(Labeled-object pointing items)
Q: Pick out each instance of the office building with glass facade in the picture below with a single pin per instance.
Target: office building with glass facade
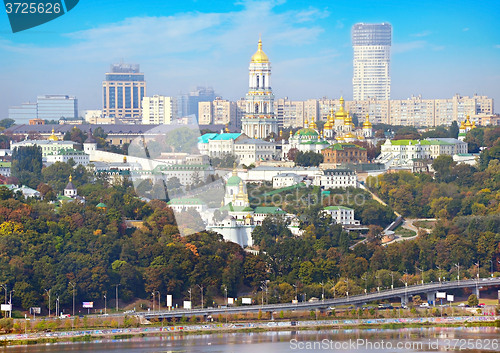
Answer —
(123, 90)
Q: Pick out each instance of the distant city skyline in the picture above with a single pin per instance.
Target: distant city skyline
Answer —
(438, 50)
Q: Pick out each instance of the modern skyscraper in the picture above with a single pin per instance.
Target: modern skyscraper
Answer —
(187, 104)
(123, 90)
(372, 57)
(259, 120)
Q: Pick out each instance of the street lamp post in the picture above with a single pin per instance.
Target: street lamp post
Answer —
(159, 301)
(201, 289)
(366, 286)
(48, 293)
(10, 302)
(74, 286)
(421, 273)
(116, 285)
(5, 287)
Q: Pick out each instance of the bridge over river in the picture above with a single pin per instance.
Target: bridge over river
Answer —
(430, 289)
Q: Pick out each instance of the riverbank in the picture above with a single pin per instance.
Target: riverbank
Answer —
(210, 328)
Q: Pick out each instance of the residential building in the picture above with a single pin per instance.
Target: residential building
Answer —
(24, 113)
(158, 110)
(286, 179)
(47, 146)
(342, 215)
(218, 111)
(123, 90)
(260, 120)
(336, 178)
(64, 155)
(182, 204)
(57, 106)
(344, 153)
(399, 153)
(5, 168)
(187, 104)
(372, 57)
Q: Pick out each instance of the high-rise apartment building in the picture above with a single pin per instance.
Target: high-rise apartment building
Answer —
(47, 107)
(372, 57)
(259, 120)
(219, 111)
(158, 110)
(24, 113)
(187, 104)
(123, 90)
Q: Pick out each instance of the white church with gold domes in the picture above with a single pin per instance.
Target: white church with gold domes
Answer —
(259, 120)
(338, 128)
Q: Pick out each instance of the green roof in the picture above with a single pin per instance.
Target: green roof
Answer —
(186, 201)
(306, 132)
(409, 142)
(288, 188)
(230, 208)
(336, 208)
(341, 146)
(234, 180)
(268, 210)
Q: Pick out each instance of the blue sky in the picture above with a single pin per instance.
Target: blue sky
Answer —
(439, 48)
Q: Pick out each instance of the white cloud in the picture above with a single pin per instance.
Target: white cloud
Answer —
(175, 52)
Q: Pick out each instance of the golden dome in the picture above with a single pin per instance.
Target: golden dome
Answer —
(259, 56)
(53, 137)
(367, 124)
(467, 122)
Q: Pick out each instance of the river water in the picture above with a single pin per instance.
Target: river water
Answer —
(343, 340)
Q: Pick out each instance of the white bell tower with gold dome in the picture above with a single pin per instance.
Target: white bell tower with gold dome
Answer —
(259, 120)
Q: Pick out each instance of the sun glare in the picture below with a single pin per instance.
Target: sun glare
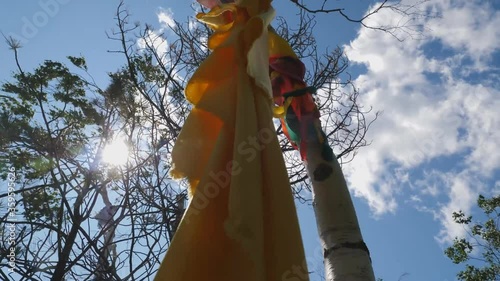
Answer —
(116, 152)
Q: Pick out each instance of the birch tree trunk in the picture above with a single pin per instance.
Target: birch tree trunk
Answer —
(346, 256)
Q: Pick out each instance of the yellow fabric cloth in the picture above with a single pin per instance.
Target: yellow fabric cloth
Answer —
(241, 223)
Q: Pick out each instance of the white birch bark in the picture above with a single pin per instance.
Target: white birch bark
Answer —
(346, 256)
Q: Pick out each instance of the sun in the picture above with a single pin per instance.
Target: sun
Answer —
(116, 153)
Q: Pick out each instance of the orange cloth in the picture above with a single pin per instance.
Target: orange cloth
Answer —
(241, 223)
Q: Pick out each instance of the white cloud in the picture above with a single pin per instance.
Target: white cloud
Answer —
(431, 109)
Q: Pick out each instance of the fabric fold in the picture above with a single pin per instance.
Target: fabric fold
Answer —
(241, 222)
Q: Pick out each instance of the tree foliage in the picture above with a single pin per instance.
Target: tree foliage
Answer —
(55, 125)
(480, 251)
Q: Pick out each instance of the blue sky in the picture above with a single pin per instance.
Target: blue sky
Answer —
(433, 149)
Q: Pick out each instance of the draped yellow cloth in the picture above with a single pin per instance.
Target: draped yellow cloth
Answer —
(241, 223)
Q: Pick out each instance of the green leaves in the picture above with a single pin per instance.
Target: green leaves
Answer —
(482, 246)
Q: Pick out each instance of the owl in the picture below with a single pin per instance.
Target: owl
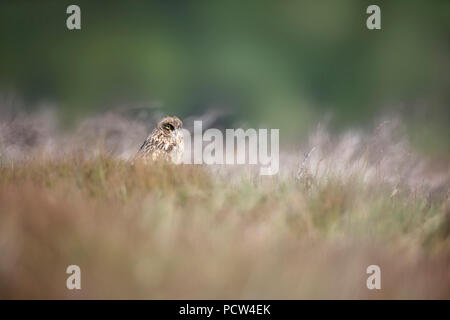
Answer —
(166, 142)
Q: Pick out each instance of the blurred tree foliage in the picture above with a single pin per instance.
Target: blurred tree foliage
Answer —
(274, 63)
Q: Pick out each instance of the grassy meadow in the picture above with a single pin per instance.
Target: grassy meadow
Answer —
(166, 231)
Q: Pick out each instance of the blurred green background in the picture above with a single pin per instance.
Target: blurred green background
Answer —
(282, 64)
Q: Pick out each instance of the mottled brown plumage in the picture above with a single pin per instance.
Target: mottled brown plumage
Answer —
(165, 142)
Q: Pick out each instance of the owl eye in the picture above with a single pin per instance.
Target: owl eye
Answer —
(169, 127)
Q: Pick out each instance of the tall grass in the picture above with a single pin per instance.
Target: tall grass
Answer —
(165, 231)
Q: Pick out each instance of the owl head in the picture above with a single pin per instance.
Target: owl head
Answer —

Problem to work on:
Reproduce every item above verbatim, leaving out the pictures.

Answer to this task:
Q: Pick out each instance of the office building with glass facade in the picture below with a single pin per instance.
Target: office building with glass facade
Answer —
(123, 90)
Q: Pick out each instance of the distant city skyline in the picture above with a single pin per instance.
Target: distant city skyline
Answer —
(438, 50)
Q: Pick out each instance of the modern skyscraper in the picture above with a single pin per instance.
Target: modern skyscraper
Answer —
(187, 104)
(123, 90)
(372, 57)
(259, 120)
Q: Pick out each instance of the street lamp post in the picture above with a single pin per instance.
Target: street lamp post
Answer —
(159, 301)
(201, 289)
(366, 286)
(48, 293)
(10, 302)
(74, 286)
(421, 273)
(116, 285)
(5, 287)
Q: Pick out each instance of the bridge over river in the picture above with a single pin per instance.
Target: bridge over river
Answer —
(430, 289)
Q: Pick out each instance of the riverbank in the picture above with a single pin per instance.
Target: riverbank
Answer —
(210, 328)
Q: Pick out each instance of the residential building in the picture above with a single pin per instance.
Target: residential building
Answer —
(24, 113)
(158, 110)
(286, 179)
(47, 146)
(342, 215)
(218, 111)
(123, 90)
(260, 120)
(336, 178)
(64, 155)
(182, 204)
(57, 106)
(344, 153)
(399, 153)
(5, 168)
(187, 104)
(372, 57)
Q: Pick out each instance of the high-rise apartment building in the picture above with a single pin per instance.
Target: high-rise apartment building
Answer —
(47, 107)
(372, 57)
(259, 120)
(219, 111)
(158, 110)
(24, 113)
(187, 104)
(123, 90)
Q: Pick out each instance of the white church with gold domes in the picture above with a single pin per instance.
Target: white church with gold domes
Answer —
(259, 120)
(338, 128)
Q: Pick out each instance of the green roof in the picture above with a single pin per instance.
Target: green roof
Answer —
(186, 201)
(306, 132)
(409, 142)
(288, 188)
(230, 208)
(336, 208)
(341, 146)
(234, 180)
(268, 210)
Q: Pick out each instance of the blue sky in the picture above with a single pin per instance.
Target: blue sky
Answer —
(439, 48)
Q: Pick out each instance of the white cloud in the picture above with a single pin per instance.
Target: white cloud
Answer —
(175, 52)
Q: Pick out each instance of the golden dome in the picture above with a single pin per instance.
Target: golden dome
Answer —
(259, 56)
(53, 137)
(367, 124)
(467, 122)
Q: Pick out each instance of the river water in the picture above with a single pin per instance.
Target: river water
Answer —
(343, 340)
Q: Pick out each instance of the white bell tower with gold dome in the picture above with a single pin per instance.
Target: white bell tower with gold dome
Answer —
(259, 120)
Q: Pick out each instance of the sun glare in the picture below with a single pin per instance.
Target: sun glare
Answer —
(116, 152)
Q: Pick out each instance of the birch tree trunk in the picture above with a single pin per instance.
Target: birch tree trunk
Answer —
(346, 256)
Q: Pick out each instance of the yellow fabric cloth in the picture above with a single pin per instance.
Target: yellow fabric cloth
Answer —
(241, 223)
Q: Pick out each instance of the white birch bark in the picture above with a single pin per instance.
Target: white birch bark
Answer —
(346, 256)
Q: Pick out each instance of the sun in the picture above with a single pin per instance.
Target: sun
Answer —
(116, 153)
Q: Pick out each instance of the orange cloth in the picture above with a single pin per instance.
Target: orange cloth
Answer —
(241, 223)
Q: Pick out each instance of the white cloud in the picture above with a single pin per instance.
Target: white cloud
Answer —
(431, 109)
Q: Pick out each instance of the fabric fold in the picture above with a single pin per instance.
Target: fabric fold
Answer —
(241, 222)
Q: Pick out each instance of the tree foliage in the picture above with a single pin per instance.
Target: tree foliage
Answer —
(55, 125)
(480, 251)
Q: Pick out each instance of the blue sky in the picture above with a single pin per instance.
Target: blue sky
Answer —
(433, 149)
Q: Pick out each instance of the draped yellow cloth in the picture above with a single pin per instance.
Target: draped yellow cloth
Answer —
(241, 223)
Q: Pick out each instance of the green leaves in the picture above with a single pin per instance.
Target: green leaves
Answer —
(482, 246)
Q: Pick out each instance of the owl in the picture below with a single pin per instance.
Target: owl
Answer —
(166, 142)
Q: Pick out each instance of the blurred tree foliage in the picture above with a single pin per instance.
Target: blurred tree foliage
Answer —
(274, 63)
Q: Pick out each instance of the grassy meadow in the picture above with a single pin per instance.
Target: grassy meadow
Answer —
(166, 231)
Q: Pick out each instance of the blurred green background in the picture above with a single pin per instance.
Target: blurred green background
Answer —
(282, 64)
Q: Pick out each instance of the mottled brown plumage in the picture above with a single pin per instance.
Target: mottled brown plumage
Answer —
(165, 142)
Q: Pick out each instance of the owl eye in the picture above with a single pin per instance.
Target: owl eye
Answer —
(169, 127)
Q: Pick out each instance of the tall grass in the picture above with a single pin per instance.
Target: tall grass
Answer —
(165, 231)
Q: Pick out each instance of the owl head in the picture above with a single pin per instance.
Target: owl head
Answer —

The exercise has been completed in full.